- [Dataset items]
============

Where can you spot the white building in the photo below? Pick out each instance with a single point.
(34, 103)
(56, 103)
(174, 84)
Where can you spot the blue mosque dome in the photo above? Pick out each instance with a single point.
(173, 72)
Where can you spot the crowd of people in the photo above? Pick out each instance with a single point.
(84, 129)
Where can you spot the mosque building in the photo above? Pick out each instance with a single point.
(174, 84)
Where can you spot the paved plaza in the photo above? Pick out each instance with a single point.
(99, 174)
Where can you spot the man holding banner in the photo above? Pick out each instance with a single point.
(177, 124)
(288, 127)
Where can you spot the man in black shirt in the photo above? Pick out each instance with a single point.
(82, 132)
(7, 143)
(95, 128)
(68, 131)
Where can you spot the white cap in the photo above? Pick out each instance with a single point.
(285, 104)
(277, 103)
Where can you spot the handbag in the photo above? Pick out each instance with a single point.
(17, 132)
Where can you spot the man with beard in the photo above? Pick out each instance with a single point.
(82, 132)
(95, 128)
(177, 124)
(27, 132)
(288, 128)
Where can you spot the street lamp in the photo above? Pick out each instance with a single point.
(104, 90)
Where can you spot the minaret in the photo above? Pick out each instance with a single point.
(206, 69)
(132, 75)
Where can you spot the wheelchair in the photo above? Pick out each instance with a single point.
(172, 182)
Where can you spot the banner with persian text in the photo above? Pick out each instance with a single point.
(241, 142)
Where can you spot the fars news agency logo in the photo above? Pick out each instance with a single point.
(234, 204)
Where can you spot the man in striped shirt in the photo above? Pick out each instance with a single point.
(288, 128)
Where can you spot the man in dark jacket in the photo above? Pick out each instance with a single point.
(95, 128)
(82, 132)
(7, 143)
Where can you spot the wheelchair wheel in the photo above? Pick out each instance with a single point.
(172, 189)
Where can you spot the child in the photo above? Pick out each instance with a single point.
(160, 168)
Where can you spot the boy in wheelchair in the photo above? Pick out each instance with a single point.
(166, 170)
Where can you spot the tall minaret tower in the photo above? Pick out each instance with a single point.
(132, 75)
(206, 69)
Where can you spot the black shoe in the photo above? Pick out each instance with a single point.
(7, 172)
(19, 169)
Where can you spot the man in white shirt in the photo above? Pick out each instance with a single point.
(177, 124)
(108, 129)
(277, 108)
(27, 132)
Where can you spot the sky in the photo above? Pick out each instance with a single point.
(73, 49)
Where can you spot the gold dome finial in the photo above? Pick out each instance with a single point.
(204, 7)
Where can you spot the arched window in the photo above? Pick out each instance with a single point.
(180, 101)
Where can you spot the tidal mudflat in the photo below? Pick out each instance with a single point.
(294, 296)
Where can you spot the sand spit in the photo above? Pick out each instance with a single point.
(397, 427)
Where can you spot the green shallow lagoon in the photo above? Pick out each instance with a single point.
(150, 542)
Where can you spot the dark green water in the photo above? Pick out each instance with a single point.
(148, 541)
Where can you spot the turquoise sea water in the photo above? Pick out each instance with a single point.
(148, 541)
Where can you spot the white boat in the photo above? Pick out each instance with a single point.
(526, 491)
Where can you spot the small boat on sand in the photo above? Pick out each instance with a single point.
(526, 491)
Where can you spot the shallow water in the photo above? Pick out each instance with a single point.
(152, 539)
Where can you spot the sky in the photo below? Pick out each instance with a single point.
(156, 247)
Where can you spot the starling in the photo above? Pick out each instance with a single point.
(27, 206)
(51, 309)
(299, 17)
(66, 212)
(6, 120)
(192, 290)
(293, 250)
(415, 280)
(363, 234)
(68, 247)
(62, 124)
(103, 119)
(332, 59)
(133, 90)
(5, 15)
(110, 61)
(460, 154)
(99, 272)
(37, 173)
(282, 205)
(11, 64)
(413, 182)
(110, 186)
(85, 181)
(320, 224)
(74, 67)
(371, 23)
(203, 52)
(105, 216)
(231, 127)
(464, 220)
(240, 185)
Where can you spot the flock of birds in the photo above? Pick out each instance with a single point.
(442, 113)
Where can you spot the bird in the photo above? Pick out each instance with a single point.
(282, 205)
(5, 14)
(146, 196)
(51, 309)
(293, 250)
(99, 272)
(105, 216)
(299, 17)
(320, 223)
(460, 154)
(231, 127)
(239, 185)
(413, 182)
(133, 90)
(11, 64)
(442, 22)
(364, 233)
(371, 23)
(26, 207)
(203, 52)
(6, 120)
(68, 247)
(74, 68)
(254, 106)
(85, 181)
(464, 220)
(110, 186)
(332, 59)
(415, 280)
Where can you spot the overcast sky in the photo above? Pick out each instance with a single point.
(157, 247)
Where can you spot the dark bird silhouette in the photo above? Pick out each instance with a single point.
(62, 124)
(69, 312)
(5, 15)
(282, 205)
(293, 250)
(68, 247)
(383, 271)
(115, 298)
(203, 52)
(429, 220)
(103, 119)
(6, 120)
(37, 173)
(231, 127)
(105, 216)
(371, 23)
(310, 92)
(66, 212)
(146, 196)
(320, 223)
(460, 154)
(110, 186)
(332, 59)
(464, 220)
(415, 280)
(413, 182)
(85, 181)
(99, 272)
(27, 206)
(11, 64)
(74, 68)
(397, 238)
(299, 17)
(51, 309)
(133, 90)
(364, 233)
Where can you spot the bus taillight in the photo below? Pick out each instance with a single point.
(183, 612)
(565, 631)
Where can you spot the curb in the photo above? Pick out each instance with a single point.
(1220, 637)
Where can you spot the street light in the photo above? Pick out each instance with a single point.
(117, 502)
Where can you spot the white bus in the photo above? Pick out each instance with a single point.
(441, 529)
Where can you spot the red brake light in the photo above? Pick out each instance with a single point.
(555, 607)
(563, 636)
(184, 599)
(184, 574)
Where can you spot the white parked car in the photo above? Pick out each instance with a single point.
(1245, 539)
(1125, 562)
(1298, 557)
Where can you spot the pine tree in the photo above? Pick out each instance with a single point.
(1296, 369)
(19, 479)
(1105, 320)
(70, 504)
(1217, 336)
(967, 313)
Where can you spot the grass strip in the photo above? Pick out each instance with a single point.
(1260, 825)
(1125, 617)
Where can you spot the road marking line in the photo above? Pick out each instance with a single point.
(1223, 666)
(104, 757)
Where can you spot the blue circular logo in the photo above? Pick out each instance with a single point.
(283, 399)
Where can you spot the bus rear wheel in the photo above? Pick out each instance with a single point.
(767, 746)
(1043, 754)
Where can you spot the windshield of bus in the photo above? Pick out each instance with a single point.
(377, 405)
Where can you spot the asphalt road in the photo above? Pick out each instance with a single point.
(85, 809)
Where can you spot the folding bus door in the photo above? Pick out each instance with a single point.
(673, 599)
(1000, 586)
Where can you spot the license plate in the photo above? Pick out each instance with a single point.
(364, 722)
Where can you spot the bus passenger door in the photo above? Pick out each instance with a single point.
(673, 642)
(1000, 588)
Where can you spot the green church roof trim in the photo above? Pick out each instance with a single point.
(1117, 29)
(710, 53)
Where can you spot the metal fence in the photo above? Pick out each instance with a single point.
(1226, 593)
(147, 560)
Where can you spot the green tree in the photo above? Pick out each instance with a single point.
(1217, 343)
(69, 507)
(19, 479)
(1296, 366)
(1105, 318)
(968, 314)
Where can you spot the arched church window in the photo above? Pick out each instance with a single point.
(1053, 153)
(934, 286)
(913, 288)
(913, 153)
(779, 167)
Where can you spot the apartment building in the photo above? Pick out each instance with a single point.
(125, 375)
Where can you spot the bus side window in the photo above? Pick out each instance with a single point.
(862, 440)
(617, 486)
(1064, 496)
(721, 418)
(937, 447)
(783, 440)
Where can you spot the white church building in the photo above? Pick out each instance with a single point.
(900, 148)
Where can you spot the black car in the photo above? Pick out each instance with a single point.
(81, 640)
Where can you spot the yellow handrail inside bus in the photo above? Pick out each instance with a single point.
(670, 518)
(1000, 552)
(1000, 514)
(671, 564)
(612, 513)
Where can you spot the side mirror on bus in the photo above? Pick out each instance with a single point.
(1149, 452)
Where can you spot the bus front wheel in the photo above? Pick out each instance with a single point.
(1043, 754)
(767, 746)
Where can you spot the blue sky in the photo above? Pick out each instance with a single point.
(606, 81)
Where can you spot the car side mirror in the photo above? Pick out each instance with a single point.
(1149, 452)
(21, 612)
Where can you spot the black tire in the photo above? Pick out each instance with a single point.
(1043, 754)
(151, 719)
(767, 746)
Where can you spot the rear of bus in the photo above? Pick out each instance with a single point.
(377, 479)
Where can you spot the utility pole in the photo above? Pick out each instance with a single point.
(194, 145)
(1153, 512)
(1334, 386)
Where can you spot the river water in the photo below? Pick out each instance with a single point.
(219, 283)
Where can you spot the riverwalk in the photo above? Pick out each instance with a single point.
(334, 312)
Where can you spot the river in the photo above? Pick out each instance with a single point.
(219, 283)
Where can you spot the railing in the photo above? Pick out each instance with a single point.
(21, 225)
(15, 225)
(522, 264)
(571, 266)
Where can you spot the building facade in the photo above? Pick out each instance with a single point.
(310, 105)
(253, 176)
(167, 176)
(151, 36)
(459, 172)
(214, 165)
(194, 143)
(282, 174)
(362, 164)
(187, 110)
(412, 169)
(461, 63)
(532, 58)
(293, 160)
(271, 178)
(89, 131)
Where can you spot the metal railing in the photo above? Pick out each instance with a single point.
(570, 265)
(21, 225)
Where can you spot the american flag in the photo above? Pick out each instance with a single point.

============

- [TASK TO CARRY OUT] Lines from the one with "Where can you spot the metal railing" through the last line above must be printed exactly; no other line is to appear.

- [RESULT BELOW]
Where can you spot the metal railing in the photo above? Pick out each instance with a single point.
(570, 265)
(21, 225)
Where can you spot the american flag in the photo above? Pick out each instance with a single point.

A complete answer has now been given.